Copy the material below word for word, leaving out the pictures.

# # #

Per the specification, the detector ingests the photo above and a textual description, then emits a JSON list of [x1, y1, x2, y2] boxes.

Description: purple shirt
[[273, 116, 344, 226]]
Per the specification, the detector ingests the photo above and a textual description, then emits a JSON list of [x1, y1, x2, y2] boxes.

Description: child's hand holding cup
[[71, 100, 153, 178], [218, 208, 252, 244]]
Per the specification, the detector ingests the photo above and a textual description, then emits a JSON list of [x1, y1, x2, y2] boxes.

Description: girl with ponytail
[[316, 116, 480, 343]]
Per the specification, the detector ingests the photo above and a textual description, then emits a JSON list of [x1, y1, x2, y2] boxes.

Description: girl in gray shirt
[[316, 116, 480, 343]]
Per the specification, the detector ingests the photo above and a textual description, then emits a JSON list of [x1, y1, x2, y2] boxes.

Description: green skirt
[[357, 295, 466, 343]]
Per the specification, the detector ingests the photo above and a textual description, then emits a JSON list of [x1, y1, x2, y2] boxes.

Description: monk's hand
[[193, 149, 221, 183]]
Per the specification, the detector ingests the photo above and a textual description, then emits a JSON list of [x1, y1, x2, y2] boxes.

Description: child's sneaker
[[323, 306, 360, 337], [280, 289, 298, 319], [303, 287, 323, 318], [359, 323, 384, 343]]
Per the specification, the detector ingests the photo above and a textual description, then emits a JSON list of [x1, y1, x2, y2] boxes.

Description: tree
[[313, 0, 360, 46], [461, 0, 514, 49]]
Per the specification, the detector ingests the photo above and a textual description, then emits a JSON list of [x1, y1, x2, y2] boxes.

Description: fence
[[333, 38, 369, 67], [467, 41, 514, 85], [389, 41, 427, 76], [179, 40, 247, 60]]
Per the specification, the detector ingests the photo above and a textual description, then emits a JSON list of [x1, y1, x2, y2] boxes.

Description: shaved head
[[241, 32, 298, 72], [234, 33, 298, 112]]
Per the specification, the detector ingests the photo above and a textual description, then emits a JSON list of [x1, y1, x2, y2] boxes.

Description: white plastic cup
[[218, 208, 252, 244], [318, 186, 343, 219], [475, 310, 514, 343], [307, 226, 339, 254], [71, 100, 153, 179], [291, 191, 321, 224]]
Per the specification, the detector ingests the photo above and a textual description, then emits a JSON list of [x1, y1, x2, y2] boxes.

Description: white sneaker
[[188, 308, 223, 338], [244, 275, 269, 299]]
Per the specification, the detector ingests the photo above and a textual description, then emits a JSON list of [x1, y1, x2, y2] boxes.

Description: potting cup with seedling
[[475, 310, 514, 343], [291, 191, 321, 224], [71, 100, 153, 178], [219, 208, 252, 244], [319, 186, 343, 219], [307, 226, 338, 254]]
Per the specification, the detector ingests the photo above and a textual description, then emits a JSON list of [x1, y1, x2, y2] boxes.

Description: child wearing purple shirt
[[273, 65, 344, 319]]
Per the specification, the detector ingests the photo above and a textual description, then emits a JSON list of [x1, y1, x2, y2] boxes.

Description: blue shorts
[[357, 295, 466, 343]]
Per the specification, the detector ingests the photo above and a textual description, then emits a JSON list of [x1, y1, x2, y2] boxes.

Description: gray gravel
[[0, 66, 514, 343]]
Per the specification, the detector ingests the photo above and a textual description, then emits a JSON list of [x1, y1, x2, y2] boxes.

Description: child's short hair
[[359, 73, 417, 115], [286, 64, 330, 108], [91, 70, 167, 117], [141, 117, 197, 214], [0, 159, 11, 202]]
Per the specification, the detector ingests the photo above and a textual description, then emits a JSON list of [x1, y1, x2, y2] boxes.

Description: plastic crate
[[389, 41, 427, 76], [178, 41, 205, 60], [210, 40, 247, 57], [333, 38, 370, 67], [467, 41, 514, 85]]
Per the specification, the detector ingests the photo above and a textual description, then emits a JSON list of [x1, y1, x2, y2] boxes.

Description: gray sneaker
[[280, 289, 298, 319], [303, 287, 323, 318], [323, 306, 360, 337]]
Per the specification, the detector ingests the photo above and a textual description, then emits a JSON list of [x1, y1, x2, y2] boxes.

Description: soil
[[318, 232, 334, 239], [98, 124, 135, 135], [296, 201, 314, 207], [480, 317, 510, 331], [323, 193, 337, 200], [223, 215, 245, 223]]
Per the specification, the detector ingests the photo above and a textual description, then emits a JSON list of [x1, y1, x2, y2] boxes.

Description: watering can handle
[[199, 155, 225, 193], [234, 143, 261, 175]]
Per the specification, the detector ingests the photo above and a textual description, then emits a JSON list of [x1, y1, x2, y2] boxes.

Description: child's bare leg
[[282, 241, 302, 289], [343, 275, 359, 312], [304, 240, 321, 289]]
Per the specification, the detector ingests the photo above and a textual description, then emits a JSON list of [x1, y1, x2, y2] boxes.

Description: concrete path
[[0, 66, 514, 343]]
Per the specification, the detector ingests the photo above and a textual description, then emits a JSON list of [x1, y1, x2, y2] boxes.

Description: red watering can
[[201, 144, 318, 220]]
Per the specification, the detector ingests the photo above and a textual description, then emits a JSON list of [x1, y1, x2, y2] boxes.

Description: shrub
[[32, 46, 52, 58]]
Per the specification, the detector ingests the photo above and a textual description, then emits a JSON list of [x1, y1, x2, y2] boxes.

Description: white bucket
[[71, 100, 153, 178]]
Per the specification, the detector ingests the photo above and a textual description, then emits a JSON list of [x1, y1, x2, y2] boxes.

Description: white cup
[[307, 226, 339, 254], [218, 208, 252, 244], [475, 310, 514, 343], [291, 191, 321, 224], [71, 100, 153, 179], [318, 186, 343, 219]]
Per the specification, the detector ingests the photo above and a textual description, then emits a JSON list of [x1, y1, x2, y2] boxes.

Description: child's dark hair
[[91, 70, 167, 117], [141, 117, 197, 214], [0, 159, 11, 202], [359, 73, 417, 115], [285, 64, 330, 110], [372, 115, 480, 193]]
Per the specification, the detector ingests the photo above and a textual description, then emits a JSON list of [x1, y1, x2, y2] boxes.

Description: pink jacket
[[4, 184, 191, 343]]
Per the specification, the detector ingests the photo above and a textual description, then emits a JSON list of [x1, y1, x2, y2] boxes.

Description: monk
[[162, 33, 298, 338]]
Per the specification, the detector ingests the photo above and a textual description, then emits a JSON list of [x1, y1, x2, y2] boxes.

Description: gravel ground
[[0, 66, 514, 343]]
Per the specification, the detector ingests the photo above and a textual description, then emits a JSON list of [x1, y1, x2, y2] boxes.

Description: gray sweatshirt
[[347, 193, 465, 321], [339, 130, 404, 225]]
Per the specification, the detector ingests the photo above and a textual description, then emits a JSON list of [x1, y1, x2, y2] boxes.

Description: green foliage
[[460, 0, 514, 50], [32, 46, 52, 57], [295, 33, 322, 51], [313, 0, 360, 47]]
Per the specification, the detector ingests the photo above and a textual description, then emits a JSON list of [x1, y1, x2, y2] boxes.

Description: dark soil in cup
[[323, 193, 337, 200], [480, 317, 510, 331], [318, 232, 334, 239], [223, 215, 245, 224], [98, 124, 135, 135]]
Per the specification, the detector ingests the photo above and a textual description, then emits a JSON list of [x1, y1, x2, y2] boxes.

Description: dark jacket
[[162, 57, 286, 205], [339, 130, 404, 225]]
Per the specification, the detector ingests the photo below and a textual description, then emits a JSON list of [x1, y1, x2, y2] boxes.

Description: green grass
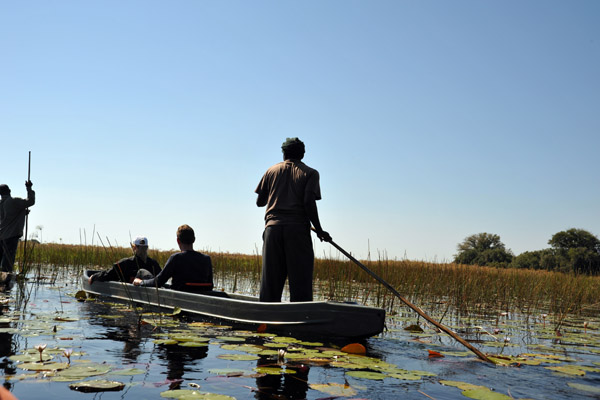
[[17, 243, 600, 323]]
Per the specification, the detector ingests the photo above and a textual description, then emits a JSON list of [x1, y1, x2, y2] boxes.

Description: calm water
[[0, 275, 600, 400]]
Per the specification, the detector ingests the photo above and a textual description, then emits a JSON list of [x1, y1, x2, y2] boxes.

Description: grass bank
[[17, 243, 600, 318]]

# # #

### [Response below]
Per the specification, the detector ingests the photo above and a textual description, then emits a JSON list of [x1, y1, x2, y2] boxes.

Description: purple shirt
[[273, 116, 344, 226]]
Per the specification, the detector ingests the photo above and a textual description, then emits a JSON list of [x1, y1, x2, y2] boxes.

Description: child's hand holding cup
[[71, 100, 153, 178], [218, 208, 252, 244]]
Per the specification, the detector ingests the photo above and a textual description, then emits a JSON list of [x1, y1, x2, y2] boxes.

Description: girl with ponytail
[[316, 116, 480, 343]]
Per the specification, the detector ingests the photo above and a textual description, then emits a JSON list of [x1, y1, x2, y2] boxes.

Description: girl in gray shirt
[[316, 116, 480, 343]]
Per the specification, the detector ingests the photo above and a textual description, then emits a JSON list of [x1, y1, x2, y2] boxes.

Description: green skirt
[[357, 295, 466, 343]]
Per the specification, the detector ingests the photo above and a textual description, then emits a JSON list of [x1, y1, x2, y2] boxes.

Description: monk's hand
[[193, 149, 221, 183]]
Per the specification, the detector ingests the photo above and a textual description, then emits a JSON list of [x1, y1, x2, y2] boxes.

Description: child's sneaker
[[323, 306, 360, 337], [280, 289, 298, 319], [303, 287, 323, 318], [359, 323, 384, 343]]
Per the specification, the detector ingests the photo above and a textual description, then emits a JSON list of [x1, y1, x2, y2] boxes.

Description: tree
[[313, 0, 360, 46], [461, 0, 514, 49]]
Per the specification, the detector ingests the photo above and a textual description, then emits a JSON list of [x1, y1, x2, y2] boxes.

Description: fence
[[333, 38, 369, 67], [467, 41, 514, 85], [389, 41, 427, 76], [179, 40, 247, 60]]
Per the specification, the detector ingests the photo above and a textual description, then emits a JSON list of [x1, y1, x2, y2] boxes.

Description: shaved head
[[241, 32, 298, 72], [234, 33, 298, 112]]
Per the specification, the detector ingests the photo above and a textual description, then emits a JSON list of [x1, y1, x2, y2] boxes.

Description: white plastic cup
[[218, 208, 252, 244], [318, 186, 343, 219], [475, 310, 514, 343], [307, 226, 339, 254], [71, 100, 153, 179], [291, 191, 321, 224]]
Per the specification, the detector ingests the photo above and a textual description, then emits a JSON list of [x1, y1, x2, y2] boxes.

Description: white sneaker
[[188, 308, 223, 338], [244, 275, 269, 299]]
Per the specification, the detector ingests the photo above and a textual description, then emits a JSON list of [x1, y1, x2, y2] boxes.

Description: potting cup with seedling
[[475, 310, 514, 343], [291, 191, 321, 224], [71, 100, 153, 178], [219, 208, 252, 244], [319, 186, 343, 219], [307, 226, 338, 254]]
Per the specification, the detector ingests the photo above and a textual description, then emits a JSON list of [x1, y1, x2, y2] boxes.

Description: child wearing purple shirt
[[273, 65, 344, 319]]
Per the specification, the detector ingests the photo above and a textual description, then emits a JSON list of [x1, y1, x2, y2] boxes.

Description: blue shorts
[[357, 295, 466, 343]]
Per the specification, the detector ingests the photo above and a textual description, then emits a JSON list of [x1, y1, x2, y2] boxes.

Description: gray gravel
[[0, 66, 514, 343]]
Per the specification, the detector ingests the photo above and a textual description, then emits a JSON list of [x1, y1, x2, y2] boxes.

Description: child's short hair
[[359, 73, 417, 115], [286, 64, 330, 108], [91, 70, 167, 117], [141, 117, 197, 214], [0, 159, 11, 202]]
Per the specification, the detector ingests the photo above and a textual description, then emits a JSON list of [x1, y1, x2, y2] boxes.

Description: plastic crate
[[389, 41, 427, 76], [178, 41, 205, 60], [210, 40, 247, 57], [333, 38, 370, 67], [467, 41, 514, 85]]
Per the specification, the detector ingests the photo above and a textual description, then emits a JSON list of [x1, y1, x2, y2] boxes.

Description: gray sneaker
[[280, 289, 298, 319], [303, 287, 323, 318], [323, 306, 360, 337]]
Per the specification, the detector ingests the photo above and a textual description, then emits a JSON list of [x1, y1, x2, y2] boxes.

Description: soil
[[318, 232, 334, 239], [98, 124, 135, 135], [296, 201, 314, 207], [480, 317, 510, 331], [323, 193, 337, 200], [223, 215, 245, 223]]
Per the specification, the detector ingests the photo above and a textual description, then emits a JSON list of [x1, y1, x2, y2] boxes.

Description: watering can handle
[[199, 155, 225, 193], [234, 143, 261, 175]]
Per the specification, the detector ingests the photo above and a textual description, then emits a JSON list of [x1, y1, x2, y2] boxes.

Description: child's bare leg
[[282, 241, 302, 289], [343, 275, 359, 312], [304, 240, 321, 289]]
Per the specification, the detector ingests the photo above and a textual description, then emits a JSON list of [x1, y1, x2, y2] boxes.

Description: concrete path
[[0, 66, 514, 343]]
Per the specification, the detector ingests the photo above and a textual description, then emits a JSON list of [x1, y1, x2, y2] boxes.

Description: red watering can
[[201, 144, 318, 220]]
Per the specification, the detector ingests the photo above and a textual description, then emits a JSON list of [x1, y1, x2, y2] boxes.

Description: shrub
[[32, 46, 52, 58]]
Per the specification, the detector ingests the photo above and a textual description, then emits a JSON list of [x1, y1, x2, y2] boxes.

Description: white bucket
[[71, 100, 153, 178]]
Per the specification, the detector ingests the photo above and a textual description, then emits a JSON list of [x1, y1, x2, y2] boxes.

Description: white cup
[[307, 226, 339, 254], [218, 208, 252, 244], [475, 310, 514, 343], [291, 191, 321, 224], [71, 100, 153, 179], [318, 186, 343, 219]]
Per the specification, the detector ingests the photo above and a textual description, then emits a JSON list of [x1, y1, x2, y2] boxes.

Description: child's dark hair
[[91, 70, 167, 117], [141, 117, 197, 214], [0, 159, 11, 202], [359, 73, 417, 115], [285, 64, 330, 110], [372, 115, 480, 193]]
Per the specification, the detector ingests the photo above and a textual description, then emits a JSON list of [x1, y1, x2, y2] boxes.

Description: pink jacket
[[4, 184, 191, 343]]
Per the specification, the detector ingests the photo above and a textual description, then emits a JSON list of [x1, y1, x2, y2] boxes.

Description: monk
[[162, 33, 298, 338]]
Per the specification, the detector ingests the photo above and a textual description, then emits a JSON list of [x1, y1, x2, y2] boxes.

Description: gravel ground
[[0, 66, 514, 343]]
Per the specification, the detector ingests the photo above and a textual description, then emits a JSON list of [x1, y1, x2, y2] boxes.

Description: gray sweatshirt
[[347, 193, 465, 321], [339, 130, 404, 225]]
Per the specification, the detector ingests the photo above and a textual description, then emits a JSON list of [x1, y1, x2, y2] boxes.

Description: green foliage
[[460, 0, 514, 50], [32, 46, 52, 57], [295, 33, 322, 51], [313, 0, 360, 47]]
Per the specification, the detector ingests the photo above and a textual description, then emits a JSON list of [x1, y1, x2, y2] boxes.

Description: dark soil in cup
[[323, 193, 337, 200], [480, 317, 510, 331], [318, 232, 334, 239], [223, 215, 245, 224], [98, 124, 135, 135]]
Per the specification, the detector ingests the photo above and a textual description, then emits a JSON list of [x1, y1, x2, y2] boxes.

Description: dark jacket
[[162, 57, 286, 205], [339, 130, 404, 225]]
Per the specification, the detector ingests the photo below and a textual description, then emits a JSON list of [x1, y1, x2, y2] boxes.

Description: green grass
[[17, 243, 600, 323]]
Per the specification, the detector ingests the photo above and a textual description, then emits a JSON list of [x1, y1, x2, y2] boxes.

Description: calm water
[[0, 275, 600, 400]]
Per the specification, the detector ingests the photo above and a textual description, then emits a JSON list of [x1, y1, x2, y2] boxes.

Description: grass bank
[[17, 243, 600, 318]]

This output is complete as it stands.